Excerpted text:
Js keeps track of what function is currently * running a function add to calls stack * done running a function remove from calls stack
- Call stack - where execution contexts are stored
- currently being executed functions are on top of call stack
- A function that can be used for multiple inputs is called a generalized function.
- for example take three functions, twoSquare, threeSquare and fourSquare.
- we can now generalize these functions into one function called square and pass the number as an argument to the function.
- this is called a generalized function, following DRY principle (Don't Repeat Yourself)
function twoSquare(){
return 2*2;
}
function threeSquare(){
return 3*3;
}
function fourSquare(){
return 4*4;
}
function square(number){
return number*number;
}
- A function that accepts another function as an argument is called a higher order function.
- A function that returns another function is also called a higher order function.
- A function that accepts another function as an argument and returns another function is also called a higher order function.

What to work on: Copy the JavaScript function notes from "- this is called" up to and including "is called a higher order function.", switching each "number" to "value".

Dataset excerpts:
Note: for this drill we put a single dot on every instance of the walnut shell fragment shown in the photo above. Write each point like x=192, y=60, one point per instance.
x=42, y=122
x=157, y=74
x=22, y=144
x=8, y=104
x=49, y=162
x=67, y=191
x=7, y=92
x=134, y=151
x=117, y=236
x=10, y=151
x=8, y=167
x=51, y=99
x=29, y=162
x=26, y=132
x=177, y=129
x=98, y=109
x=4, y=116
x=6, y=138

Solution:
- this is called a generalized function, following DRY principle (Don't Repeat Yourself)
function twoSquare(){
return 2*2;
}
function threeSquare(){
return 3*3;
}
function fourSquare(){
return 4*4;
}
function square(value){
return value*value;
}
- A function that accepts another function as an argument is called a higher order function.